*** PAGE TEXT ***

FOR He, that made, must new create us


Fragment at Tunbridge-Wells.

Primary Text:

No MS; 1713 Misc, 229-30*.

Secondary Eds:

Rpt of 1713: 1903 Reynolds, 142; rpt of 1903 Reynolds: 1930 Fausset, 67-8.


In what is left of the poem Anne Finch says satire useless, and urges everyone to carry on with their senseless behavior. Some "uncharacteristic" rhymes, e.g, "The Heart's unruly Palpitation/Will not be laid by a Quotation." The poem is very similar to "The Prodigy"; and perhaps come from one of those lampoons Anne Finch was of writing, and which, if she did, she mostly destroyed.

Addition (written 2006) by David McNeel.

I stumbled across your excellent essay on Anne Finch and Lady Montagu. Thank you very is very informative and thought-provoking. I was intrigued by the reference in Finch's Tunbridge Wells fragment to "Old Brown." I had been reading the letters of Sir Thomas Browne and noticed that he recommended Tunbridge waters for a melancholy patient. It seemed unlikely that his letters would have been known to Anne Finch but I decided to poke around a bit and found a listing for the following book. It is undoubtedly the "old Brown" Finch refers to.

*** End of PAGE TEXT ***
*** LISTED RECORDS ***

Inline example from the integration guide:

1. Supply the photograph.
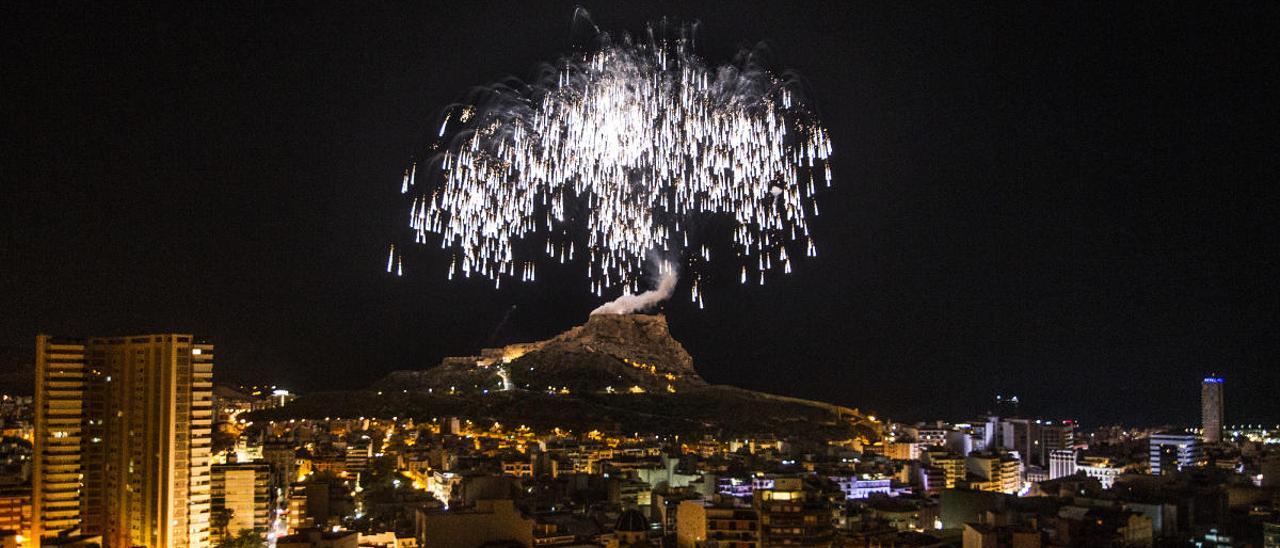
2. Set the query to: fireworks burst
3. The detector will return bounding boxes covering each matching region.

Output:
[388,23,832,303]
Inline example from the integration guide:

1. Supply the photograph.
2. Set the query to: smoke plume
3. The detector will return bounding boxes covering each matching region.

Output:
[591,269,680,316]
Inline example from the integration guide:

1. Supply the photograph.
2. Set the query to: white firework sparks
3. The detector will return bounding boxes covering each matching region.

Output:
[402,27,832,297]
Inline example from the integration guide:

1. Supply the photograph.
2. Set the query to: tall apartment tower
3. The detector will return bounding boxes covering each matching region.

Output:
[210,462,271,543]
[32,334,214,548]
[1201,374,1222,443]
[31,335,88,538]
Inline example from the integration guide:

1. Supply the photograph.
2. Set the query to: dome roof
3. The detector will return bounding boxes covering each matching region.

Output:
[613,510,649,533]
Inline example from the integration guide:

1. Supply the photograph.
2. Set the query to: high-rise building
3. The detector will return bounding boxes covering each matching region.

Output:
[31,335,85,538]
[0,487,33,548]
[1148,434,1203,476]
[32,334,214,548]
[965,451,1023,494]
[210,461,271,543]
[1048,449,1075,479]
[1201,374,1222,443]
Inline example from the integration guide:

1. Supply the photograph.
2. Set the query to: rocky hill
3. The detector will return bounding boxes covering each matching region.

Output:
[257,314,877,440]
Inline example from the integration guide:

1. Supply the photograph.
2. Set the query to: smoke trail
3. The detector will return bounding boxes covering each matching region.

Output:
[591,268,680,316]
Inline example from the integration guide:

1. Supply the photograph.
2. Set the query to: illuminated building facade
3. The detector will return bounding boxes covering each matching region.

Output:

*** End of LISTED RECORDS ***

Edit the Tunbridge-Wells fragment page between "In what is left" and "by David McNeel.", inclusive, changing "satire" to "mockery". Rely only on the Tunbridge-Wells fragment page.

* **REPLY TO THE EXERCISE**:
In what is left of the poem Anne Finch says mockery useless, and urges everyone to carry on with their senseless behavior. Some "uncharacteristic" rhymes, e.g, "The Heart's unruly Palpitation/Will not be laid by a Quotation." The poem is very similar to "The Prodigy"; and perhaps come from one of those lampoons Anne Finch was of writing, and which, if she did, she mostly destroyed.

Addition (written 2006) by David McNeel.